What needs to be done: Reproduce the full opinion piece on teenage summer jobs word for word.

(Beginning of Text shown)

Where did all the summer jobs go?

OpinionWhere did all the summer jobs go?

Summer jobs were once a rite of passage for American teenagers. At the turn of the 21st century, a majority of American teenagers worked during the summer. 

This summer, only about 1 out of 3 teenagers will be employed — a decline that amounts to 3.3 million fewer working teenagers than at the turn of the century. 

That’s bad for America’s workforce — and worse for millions of teenagers missing out on the benefits of work. 

While the paychecks teenagers earn can fill gas tanks, fund entertainment, and grow savings accounts, those jobs are more than just paychecks. Jobs for teenagers provide experience and life lessons that teach youth the importance of key skills such as showing up on time, treating customers and coworkers with respect, staying on task even when tasks are difficult or boring, and engaging with other humans face-to-face.

(End of Text shown)
(Beginning of Material supplied)

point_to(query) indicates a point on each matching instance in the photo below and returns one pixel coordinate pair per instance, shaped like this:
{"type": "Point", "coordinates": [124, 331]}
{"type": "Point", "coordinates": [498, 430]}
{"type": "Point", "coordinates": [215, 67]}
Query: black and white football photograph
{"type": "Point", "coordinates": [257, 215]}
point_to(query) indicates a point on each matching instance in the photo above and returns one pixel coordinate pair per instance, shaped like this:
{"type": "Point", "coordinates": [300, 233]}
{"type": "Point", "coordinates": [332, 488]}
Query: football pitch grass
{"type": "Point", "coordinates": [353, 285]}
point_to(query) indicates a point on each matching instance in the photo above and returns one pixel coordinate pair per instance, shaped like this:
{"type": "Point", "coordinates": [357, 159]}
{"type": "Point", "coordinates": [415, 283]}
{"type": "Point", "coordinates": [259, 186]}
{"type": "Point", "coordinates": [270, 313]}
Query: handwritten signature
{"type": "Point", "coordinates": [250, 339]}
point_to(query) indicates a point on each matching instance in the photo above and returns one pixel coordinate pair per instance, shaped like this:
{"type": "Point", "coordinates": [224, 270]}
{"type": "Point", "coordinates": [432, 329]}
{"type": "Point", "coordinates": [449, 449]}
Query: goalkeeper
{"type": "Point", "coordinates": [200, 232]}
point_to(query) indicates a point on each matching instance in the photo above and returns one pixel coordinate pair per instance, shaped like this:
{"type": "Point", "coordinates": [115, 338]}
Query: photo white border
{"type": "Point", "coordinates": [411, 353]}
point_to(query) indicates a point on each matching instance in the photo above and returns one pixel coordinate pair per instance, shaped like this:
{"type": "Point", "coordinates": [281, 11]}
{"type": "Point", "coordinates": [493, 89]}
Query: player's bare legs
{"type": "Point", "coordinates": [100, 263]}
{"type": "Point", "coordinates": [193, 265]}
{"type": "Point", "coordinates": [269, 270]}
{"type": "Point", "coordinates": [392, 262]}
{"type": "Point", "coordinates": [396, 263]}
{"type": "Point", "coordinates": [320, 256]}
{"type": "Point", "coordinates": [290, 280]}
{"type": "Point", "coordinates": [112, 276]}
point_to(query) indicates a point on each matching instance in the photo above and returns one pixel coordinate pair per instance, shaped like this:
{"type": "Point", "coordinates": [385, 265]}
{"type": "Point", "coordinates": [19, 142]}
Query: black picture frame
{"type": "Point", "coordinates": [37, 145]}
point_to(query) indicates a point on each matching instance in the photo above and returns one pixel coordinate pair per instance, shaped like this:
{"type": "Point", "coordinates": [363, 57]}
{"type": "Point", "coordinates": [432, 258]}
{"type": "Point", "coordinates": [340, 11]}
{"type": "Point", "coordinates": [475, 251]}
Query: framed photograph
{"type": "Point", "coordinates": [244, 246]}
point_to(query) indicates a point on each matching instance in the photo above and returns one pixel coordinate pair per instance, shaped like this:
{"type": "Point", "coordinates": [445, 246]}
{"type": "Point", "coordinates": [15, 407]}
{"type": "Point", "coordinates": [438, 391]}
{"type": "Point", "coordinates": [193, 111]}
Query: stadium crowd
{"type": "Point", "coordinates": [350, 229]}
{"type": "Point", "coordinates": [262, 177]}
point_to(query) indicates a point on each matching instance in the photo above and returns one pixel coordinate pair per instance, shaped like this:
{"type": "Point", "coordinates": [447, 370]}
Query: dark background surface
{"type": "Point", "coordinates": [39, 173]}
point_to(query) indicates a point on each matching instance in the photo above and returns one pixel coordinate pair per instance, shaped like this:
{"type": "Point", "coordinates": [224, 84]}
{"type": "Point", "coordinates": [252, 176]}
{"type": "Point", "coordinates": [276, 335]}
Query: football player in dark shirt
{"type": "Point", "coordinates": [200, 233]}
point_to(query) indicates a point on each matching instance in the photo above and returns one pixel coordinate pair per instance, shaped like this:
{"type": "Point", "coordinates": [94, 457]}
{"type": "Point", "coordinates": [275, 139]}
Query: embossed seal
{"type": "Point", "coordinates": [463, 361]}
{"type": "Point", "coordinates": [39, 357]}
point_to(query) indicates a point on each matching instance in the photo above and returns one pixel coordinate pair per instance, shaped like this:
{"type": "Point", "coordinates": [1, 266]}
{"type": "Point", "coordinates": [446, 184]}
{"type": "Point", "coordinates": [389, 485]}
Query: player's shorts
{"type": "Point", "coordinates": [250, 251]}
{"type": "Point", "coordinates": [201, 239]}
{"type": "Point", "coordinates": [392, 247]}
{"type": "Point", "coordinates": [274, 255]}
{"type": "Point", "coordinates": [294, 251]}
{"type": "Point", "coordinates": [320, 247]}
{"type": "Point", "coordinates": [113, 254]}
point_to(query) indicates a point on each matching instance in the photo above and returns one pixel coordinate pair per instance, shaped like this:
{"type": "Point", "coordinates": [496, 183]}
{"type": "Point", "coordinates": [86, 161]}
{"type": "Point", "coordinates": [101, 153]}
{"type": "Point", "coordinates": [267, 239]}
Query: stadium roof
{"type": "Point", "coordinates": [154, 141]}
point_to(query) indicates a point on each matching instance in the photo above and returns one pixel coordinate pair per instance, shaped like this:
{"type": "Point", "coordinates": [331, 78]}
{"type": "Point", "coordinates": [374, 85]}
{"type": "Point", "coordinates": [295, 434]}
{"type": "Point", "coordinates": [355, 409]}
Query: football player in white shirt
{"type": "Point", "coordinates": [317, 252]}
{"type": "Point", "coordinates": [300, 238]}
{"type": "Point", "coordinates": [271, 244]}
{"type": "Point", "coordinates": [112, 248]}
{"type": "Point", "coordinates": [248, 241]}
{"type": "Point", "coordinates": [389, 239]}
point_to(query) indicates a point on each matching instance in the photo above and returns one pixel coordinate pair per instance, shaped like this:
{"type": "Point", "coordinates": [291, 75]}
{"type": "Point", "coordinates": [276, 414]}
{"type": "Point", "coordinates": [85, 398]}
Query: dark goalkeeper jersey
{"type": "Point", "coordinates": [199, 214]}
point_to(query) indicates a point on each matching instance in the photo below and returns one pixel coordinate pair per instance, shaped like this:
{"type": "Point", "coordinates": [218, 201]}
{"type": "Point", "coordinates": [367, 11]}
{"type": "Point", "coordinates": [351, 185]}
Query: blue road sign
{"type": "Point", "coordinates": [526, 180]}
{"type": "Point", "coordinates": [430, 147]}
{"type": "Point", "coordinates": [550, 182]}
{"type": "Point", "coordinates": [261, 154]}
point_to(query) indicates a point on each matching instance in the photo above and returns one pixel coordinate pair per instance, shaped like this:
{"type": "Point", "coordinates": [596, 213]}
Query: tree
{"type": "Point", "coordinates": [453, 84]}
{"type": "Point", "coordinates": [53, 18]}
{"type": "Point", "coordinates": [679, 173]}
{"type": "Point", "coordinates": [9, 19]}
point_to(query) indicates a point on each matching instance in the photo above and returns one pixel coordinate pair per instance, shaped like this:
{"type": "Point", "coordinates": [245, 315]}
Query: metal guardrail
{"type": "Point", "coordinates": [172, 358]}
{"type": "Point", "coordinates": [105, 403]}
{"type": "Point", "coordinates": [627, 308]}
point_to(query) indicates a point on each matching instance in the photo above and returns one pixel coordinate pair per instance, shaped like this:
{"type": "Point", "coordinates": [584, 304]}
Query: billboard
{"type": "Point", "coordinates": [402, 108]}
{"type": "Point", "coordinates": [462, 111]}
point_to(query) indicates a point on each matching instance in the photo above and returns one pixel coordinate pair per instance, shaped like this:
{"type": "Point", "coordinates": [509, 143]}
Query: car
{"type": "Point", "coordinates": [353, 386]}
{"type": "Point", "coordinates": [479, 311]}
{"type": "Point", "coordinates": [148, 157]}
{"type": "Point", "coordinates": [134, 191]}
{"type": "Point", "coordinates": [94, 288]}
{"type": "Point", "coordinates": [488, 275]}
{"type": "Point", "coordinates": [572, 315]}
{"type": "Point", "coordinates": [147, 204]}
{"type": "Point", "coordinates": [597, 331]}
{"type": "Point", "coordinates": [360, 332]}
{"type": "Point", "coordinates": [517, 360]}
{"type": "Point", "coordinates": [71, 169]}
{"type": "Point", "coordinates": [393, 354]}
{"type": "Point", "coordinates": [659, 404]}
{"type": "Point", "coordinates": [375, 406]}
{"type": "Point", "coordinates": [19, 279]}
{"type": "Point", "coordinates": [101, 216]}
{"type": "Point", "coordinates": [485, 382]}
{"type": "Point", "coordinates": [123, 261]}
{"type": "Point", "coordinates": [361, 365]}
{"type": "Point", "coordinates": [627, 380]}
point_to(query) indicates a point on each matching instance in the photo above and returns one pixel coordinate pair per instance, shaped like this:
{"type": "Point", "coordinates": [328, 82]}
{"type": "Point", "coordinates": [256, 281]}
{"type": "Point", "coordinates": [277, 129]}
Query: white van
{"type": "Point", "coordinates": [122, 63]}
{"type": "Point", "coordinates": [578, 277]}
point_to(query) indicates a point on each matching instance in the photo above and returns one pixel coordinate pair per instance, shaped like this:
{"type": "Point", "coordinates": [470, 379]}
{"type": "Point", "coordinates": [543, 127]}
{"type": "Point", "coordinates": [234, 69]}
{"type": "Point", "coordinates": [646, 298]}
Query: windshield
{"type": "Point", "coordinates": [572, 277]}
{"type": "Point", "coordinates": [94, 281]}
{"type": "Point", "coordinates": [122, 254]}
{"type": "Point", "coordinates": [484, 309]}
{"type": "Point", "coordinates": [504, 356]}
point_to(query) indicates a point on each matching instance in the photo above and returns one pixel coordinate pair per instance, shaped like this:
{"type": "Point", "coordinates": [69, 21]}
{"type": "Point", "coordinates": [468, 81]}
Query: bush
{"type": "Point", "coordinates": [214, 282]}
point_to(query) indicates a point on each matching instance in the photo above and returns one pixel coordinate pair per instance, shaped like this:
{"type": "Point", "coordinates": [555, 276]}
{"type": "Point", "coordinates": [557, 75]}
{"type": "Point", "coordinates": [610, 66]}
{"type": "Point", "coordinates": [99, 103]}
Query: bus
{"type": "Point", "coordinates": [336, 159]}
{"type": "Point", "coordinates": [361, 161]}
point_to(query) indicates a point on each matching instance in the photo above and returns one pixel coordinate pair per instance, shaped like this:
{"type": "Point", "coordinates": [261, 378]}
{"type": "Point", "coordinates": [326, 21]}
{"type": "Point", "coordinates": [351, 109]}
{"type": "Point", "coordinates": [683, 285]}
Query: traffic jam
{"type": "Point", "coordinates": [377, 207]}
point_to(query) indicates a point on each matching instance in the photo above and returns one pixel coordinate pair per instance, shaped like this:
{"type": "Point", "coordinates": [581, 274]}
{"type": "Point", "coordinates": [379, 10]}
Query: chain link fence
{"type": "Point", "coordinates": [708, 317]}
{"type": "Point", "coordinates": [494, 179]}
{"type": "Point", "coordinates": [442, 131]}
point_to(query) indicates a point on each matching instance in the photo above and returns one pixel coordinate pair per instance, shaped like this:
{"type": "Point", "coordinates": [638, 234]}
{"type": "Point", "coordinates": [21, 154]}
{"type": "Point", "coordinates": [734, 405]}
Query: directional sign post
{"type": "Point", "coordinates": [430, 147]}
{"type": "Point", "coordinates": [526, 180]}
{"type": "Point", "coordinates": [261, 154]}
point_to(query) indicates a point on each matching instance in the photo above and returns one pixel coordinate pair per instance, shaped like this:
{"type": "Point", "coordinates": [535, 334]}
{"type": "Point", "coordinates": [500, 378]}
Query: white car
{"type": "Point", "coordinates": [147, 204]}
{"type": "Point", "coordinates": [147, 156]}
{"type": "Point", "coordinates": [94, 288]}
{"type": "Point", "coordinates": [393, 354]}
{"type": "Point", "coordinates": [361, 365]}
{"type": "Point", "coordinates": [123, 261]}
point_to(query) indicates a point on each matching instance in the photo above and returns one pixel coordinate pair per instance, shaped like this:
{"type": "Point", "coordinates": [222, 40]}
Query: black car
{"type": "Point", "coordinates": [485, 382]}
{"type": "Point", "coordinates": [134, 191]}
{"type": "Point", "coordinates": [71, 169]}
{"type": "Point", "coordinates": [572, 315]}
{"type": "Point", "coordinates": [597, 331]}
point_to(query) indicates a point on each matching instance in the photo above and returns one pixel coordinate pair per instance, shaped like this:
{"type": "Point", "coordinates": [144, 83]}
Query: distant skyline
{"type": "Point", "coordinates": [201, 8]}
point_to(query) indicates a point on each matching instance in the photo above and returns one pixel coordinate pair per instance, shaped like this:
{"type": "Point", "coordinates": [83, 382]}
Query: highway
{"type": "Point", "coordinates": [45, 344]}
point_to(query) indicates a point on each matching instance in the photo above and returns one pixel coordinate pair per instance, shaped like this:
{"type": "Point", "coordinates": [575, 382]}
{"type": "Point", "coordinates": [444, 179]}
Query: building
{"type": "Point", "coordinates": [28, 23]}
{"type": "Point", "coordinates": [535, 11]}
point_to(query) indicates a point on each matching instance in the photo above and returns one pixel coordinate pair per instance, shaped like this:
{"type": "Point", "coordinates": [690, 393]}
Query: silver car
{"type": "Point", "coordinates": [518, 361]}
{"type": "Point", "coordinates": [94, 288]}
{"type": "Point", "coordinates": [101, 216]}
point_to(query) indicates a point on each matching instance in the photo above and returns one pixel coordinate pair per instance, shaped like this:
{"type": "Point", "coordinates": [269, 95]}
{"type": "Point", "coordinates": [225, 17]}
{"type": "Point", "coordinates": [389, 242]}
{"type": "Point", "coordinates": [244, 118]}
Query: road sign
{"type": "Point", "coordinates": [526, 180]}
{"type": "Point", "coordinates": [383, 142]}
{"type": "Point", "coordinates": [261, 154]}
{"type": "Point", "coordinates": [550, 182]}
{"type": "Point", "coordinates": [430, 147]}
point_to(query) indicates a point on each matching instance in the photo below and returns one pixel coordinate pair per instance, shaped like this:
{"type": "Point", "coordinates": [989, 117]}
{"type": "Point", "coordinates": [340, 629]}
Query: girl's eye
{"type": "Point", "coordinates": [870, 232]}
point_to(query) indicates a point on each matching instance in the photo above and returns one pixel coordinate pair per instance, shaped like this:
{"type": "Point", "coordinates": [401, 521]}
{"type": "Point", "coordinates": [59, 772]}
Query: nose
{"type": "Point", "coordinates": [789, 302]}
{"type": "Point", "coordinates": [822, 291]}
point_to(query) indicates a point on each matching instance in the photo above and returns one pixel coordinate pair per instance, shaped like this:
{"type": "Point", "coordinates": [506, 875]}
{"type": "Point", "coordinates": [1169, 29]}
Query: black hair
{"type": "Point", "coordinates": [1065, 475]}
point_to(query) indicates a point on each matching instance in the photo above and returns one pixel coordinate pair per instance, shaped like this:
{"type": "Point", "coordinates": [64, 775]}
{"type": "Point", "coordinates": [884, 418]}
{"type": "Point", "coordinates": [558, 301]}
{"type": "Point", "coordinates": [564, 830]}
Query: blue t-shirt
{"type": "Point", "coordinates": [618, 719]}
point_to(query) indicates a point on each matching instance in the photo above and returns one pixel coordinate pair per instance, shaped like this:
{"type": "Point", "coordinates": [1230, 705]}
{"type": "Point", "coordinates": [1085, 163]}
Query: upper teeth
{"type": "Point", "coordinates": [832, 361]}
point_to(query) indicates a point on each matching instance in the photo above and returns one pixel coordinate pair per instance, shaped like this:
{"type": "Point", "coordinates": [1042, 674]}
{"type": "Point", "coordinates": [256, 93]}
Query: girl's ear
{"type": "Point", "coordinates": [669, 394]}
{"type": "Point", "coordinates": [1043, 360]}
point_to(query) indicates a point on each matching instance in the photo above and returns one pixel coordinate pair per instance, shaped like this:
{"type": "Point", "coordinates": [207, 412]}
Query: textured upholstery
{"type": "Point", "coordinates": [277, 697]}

(End of Material supplied)

Solution to this task:
Where did all the summer jobs go?

OpinionWhere did all the summer jobs go?

Summer jobs were once a rite of passage for American teenagers. At the turn of the 21st century, a majority of American teenagers worked during the summer. 

This summer, only about 1 out of 3 teenagers will be employed — a decline that amounts to 3.3 million fewer working teenagers than at the turn of the century. 

That’s bad for America’s workforce — and worse for millions of teenagers missing out on the benefits of work. 

While the paychecks teenagers earn can fill gas tanks, fund entertainment, and grow savings accounts, those jobs are more than just paychecks. Jobs for teenagers provide experience and life lessons that teach youth the importance of key skills such as showing up on time, treating customers and coworkers with respect, staying on task even when tasks are difficult or boring, and engaging with other humans face-to-face.